* **Your task**:
Reproduce word for word the passage of the essay on male invincibility that runs from "For 60 years" to "was enormously overlooked.".

Male Invincibility

Until I discovered I was transgender, I had 60 years of living with male privilege. For me it has been a two-edged sword. Arguably male privilege has its advantages, all well documented with extremely valid points made by so many writers. No need to be repetitive here.
But for someone who has lived a lifetime suppressing their gender to meet all of the requirements of being male, the privileges have come with a very painful price tag, suppression of my soul. I was confined to a role and sure, the role had benefits, but it was still a role.
It wasn’t me.
For 60 years I wasn’t sure what I was but I was well trained to be a guy. I was invincible. I walked the streets at any time, day or night, and had no fear. I might get mugged for money but no one wanted to force sex on me. I had that privilege and I find now that, since I will probably change my gender, that privilege was enormously overlooked.
Strangely, with only a year and a half on HRT and totally presenting as male, I have had a very minor hint of a feeling of vulnerability. I feel it on the subway at night and sometimes during the day. It is an alien sensation that I have never felt before. It is unsettling and it will be a permanent part of the life I am choosing.

* **Recorded information**:
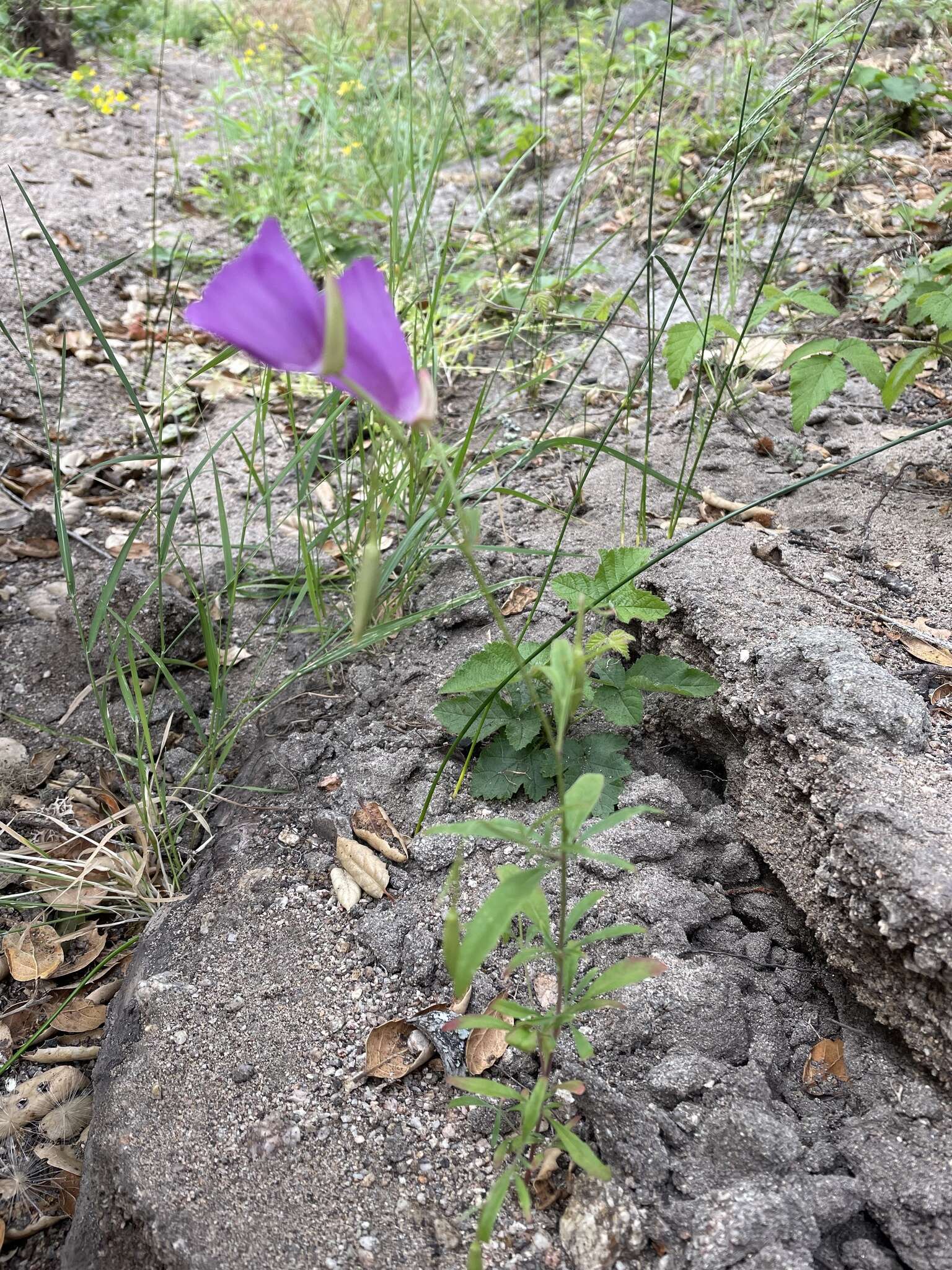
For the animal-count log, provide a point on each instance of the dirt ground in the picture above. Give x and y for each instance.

* **Answer to the problem**:
For 60 years I wasn’t sure what I was but I was well trained to be a guy. I was invincible. I walked the streets at any time, day or night, and had no fear. I might get mugged for money but no one wanted to force sex on me. I had that privilege and I find now that, since I will probably change my gender, that privilege was enormously overlooked.